TASKS TO COMPLETE =
1 – List every word or phrase that appears inside quotation marks in the film commentary.
2 – Write the next part of the film commentary, picking up after its final sentence.

EXERCISE TEXT =

********

Piece together the clues in that last sentence, readers. Peter, who had been educated by the criminal Pearly to be a thief, knows nothing of mythology -- which was anything but myth to the ancient Greeks. Peter, knowing nothing better, calls his savior "Horse" throughout the film.
Yes, Moses/ Peter has left his homeland for exile in Manhattan, protected by a Greek God. There, he can exercise his skills as a second story man, breaking into the mansions of the wealthy inhabitants of Manhattan's Fifth Avenue in a most clever way. Pearly Soames ventures deep underground to the hot and stifling hiding place of his boss," the Judge" (Will Smith) to request permission to pursue Peter into Manhattan. It is denied. Once in a while, Pearly slips up and calls the Judge by the more familiar "Lu" -- it's not in the story but we'll venture a guess that such familiarity is the reason for the scars on Pearly's face. That, or a knife fight.

********

RECORD EXCERPTS =
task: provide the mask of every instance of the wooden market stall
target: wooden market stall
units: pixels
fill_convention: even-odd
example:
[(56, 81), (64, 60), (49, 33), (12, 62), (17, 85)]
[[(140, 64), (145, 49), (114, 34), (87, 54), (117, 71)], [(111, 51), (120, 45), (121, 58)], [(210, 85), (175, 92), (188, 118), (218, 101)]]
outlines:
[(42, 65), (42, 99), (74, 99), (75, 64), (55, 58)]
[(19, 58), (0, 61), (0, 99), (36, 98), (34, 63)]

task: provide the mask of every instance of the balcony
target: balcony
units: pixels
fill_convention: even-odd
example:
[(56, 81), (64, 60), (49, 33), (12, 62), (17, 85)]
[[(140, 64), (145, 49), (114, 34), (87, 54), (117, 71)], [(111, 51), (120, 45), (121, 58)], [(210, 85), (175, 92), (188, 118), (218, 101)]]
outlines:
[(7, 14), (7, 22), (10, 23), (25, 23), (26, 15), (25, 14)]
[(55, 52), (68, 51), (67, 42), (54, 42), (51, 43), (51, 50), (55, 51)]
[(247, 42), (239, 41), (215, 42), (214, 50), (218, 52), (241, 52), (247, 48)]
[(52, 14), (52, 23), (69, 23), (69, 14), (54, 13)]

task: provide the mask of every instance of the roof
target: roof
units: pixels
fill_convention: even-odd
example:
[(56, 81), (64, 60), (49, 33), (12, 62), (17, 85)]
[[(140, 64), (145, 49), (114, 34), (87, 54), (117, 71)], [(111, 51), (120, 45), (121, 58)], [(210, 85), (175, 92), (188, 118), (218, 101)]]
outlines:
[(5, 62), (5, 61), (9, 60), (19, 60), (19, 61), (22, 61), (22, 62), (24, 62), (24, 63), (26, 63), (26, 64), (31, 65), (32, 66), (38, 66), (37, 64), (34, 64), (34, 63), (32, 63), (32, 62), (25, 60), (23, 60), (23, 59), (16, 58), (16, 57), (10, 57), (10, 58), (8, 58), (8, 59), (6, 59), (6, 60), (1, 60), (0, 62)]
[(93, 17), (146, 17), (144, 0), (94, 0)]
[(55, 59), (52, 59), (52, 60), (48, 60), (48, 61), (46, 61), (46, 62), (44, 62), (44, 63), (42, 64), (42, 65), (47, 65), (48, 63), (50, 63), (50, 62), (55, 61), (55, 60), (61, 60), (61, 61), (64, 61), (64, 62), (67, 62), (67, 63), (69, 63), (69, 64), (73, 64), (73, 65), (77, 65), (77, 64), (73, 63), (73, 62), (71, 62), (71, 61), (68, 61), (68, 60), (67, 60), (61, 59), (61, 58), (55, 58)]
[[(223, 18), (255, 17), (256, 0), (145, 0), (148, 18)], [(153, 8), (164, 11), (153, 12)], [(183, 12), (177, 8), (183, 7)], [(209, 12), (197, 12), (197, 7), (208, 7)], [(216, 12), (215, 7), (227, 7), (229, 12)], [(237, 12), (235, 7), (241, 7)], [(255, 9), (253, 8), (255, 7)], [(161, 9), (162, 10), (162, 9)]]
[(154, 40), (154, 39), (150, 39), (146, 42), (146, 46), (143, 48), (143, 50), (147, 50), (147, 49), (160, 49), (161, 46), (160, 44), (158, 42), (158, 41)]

********

ANSWERS BY ITEM NUMBER =
1 –
Horse
the Judge
Lu

2 –
As for Peter, Fifth Avenue is a bountiful Land, ripe for picking. Horse seems to know which mansions are empty and, in one case, refuses to budge at the end of a profitable day. So Peter breaks into 53 Fifth Avenue which, unfortunately, has one occupant. She is a flame-haired beauty, Beverly Penn (Jessica Brown Findlay) whose father Isaac (William Hurt) is the powerful managing Editor of the New York Sun newspaper. It is a doomed Love At First Sight, for she has pulmonary tubuclerosis, a disease which eats its way out of the body (and so its more common name, Consumption).
So begins an hour of sappy love story; Think of it this way: The story of a Man who so Loved a Woman that, when she is taken from him by disease; far too young and far too beautiful for him to bear... that the Man refuses to let his body age or die, until the time comes that his One and Only True Love can be reincarnated. Only then can they be Reunited as One! Forever and Ever, with a passion so brilliant that it flames like Stars in the Heavens!
Here the men mutter under their breath "Oh God just shoot me now." They will then pay for the tickets at the box office so that their dates can coo "How Romantic!" and later snuggle inside the theater.
We will leave out most all of the rest of the film, adapted by writer/ first time director Akiva Goldsman from what must have been a door-stopper of a novel by Mark Helprin. The first part of the story is not difficult to watch and some minor special effects work kept us wondering "what the devil is supposed to be going on here?" which, it turns out, isn't far from the point.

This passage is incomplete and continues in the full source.